» Exercise
In the material below, find every line containing "along" and copy that line.

» Exercise material

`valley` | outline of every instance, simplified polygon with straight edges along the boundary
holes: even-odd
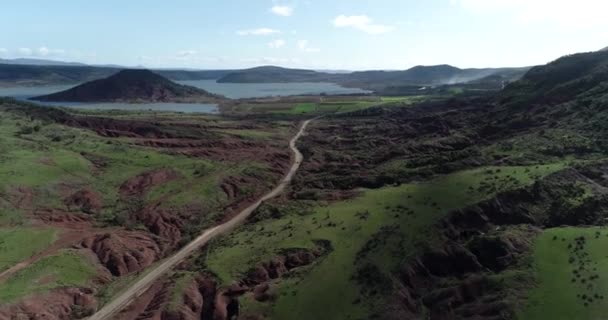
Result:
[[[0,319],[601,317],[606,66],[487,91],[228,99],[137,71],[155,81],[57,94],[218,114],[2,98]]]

* * *

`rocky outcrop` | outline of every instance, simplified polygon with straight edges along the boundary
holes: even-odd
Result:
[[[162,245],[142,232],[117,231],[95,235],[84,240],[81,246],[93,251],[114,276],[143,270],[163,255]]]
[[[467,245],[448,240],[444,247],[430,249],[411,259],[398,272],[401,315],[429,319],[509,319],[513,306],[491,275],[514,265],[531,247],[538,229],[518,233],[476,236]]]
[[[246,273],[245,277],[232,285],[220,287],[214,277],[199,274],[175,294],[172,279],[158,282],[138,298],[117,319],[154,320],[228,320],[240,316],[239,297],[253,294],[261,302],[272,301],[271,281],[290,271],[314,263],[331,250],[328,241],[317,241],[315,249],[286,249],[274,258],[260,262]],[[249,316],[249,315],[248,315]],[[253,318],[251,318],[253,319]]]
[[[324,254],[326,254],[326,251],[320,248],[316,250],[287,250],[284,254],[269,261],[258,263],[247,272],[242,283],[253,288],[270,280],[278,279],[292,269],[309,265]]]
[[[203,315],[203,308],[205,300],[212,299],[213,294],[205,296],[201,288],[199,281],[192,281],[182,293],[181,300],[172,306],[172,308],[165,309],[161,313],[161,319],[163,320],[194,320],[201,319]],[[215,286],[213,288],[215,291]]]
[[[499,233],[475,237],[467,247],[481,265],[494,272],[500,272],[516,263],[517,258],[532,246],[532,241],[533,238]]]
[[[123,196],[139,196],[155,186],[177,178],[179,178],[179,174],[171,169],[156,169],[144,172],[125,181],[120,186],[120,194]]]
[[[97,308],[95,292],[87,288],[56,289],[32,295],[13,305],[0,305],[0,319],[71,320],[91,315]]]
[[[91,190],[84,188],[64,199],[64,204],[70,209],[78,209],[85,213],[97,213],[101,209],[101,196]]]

==

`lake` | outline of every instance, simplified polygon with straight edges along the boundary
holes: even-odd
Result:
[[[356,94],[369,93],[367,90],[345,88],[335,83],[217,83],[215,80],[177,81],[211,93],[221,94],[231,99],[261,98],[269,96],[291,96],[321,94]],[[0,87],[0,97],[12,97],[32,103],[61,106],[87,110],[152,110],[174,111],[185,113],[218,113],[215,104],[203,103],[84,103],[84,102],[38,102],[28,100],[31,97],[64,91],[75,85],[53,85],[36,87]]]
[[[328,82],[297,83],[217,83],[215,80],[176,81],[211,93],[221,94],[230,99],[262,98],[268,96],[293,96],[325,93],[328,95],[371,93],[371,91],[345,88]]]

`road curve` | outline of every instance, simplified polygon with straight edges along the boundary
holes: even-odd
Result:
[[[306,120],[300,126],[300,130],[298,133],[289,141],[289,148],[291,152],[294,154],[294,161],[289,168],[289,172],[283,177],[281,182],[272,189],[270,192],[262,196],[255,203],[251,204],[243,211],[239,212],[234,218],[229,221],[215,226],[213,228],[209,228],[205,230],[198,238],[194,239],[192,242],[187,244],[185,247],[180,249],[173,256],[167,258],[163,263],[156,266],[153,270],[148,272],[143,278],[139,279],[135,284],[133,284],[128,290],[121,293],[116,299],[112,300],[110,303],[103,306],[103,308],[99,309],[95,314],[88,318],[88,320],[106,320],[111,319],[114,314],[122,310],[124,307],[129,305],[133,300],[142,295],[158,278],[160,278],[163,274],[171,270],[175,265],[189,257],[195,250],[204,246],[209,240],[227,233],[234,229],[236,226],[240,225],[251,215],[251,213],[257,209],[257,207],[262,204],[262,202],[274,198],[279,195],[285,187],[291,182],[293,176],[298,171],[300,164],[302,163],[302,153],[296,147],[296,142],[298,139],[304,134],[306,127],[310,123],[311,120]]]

» Task answer
`valley` | outline of every instance, simplified polygon with straight edges along the boundary
`rocky outcrop` | outline of every instance, simplified polygon with straight edges along the boundary
`lake` | outline of every instance, simplified polygon with straight edges along the boundary
`road curve` | outline of every instance, simplified polygon with straight edges along the boundary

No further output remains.